=== SET EXERCISE A ===
In the concert review, list every person named in the paragraph that begins "What would happen with what Blitzstein had felt was his magnum opus?"

=== SUPPLIED TEXT ===
○ ○ ○ ○ ○ ○ ○

M. Blitzstein/L. Lehrman

...a true operatic theme. The rise to nobility...of two simple men in collision with specific chicaneries within the Establishment, driven chaotic and ultimately murderous...
Marc Blitzstein, from interview in the Kansas Law Review

While outstanding composers can pride themselves on creative purity, Marc Blitzstein had a political purity which defied and define idealism. Hearing that Jerome Robbins had “named names” for the House Un‑American Activities Committee, Blitzstein tore up a work he had written for the choreographer. Working on an opera about a theme he passionately believed in–the trial and execution of cobbler Nicco Sacco and fish‑peddler Bartolomeo Vanzetti Anarchist Italian immigrants in the 1920’s–Blitzstein stopped working on it when discovering that it was being partly subsidized by the Ford Foundation.

What would happen with what Blitzstein had felt was his magnum opus? Franz Kafka had been rescued from anonymity by Max Brod. Blitzstein was hardly anonymous–The Cradle Will Rock is one of the great proletariat operas. Yet his opera Sacco and Vanzetti longed for a composer to finish it. Leonard Bernstein and others refused the job. Composer-conductor-pianist Leonard Lehrman took on the arduous task. Not simply of “finishing it” but writing two of the final three acts.

That finalization of Sacco and Vanzetti was conducted by Mr. Lehrman last night at Lehman College, orchestrated, staged by Benjamin Spierman and sung by a huge cast of very professional soloists of After Dinner Opera Company.

○ ○ ○ ○ ○ ○ ○

Stored entries:
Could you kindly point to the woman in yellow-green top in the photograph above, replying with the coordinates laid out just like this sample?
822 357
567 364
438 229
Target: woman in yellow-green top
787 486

○ ○ ○ ○ ○ ○ ○

=== SET EXERCISE B ===
Output the lines of the stored entries as a JSON list of strings, one string per line, leaving out blank lines.

=== FULL ANSWER A ===
Marc Blitzstein, Franz Kafka, Max Brod, Leonard Bernstein, Leonard Lehrman

=== FULL ANSWER B ===
[
  "Could you kindly point to the woman in yellow-green top in the photograph above, replying with the coordinates laid out just like this sample?",
  "822 357",
  "567 364",
  "438 229",
  "Target: woman in yellow-green top",
  "787 486"
]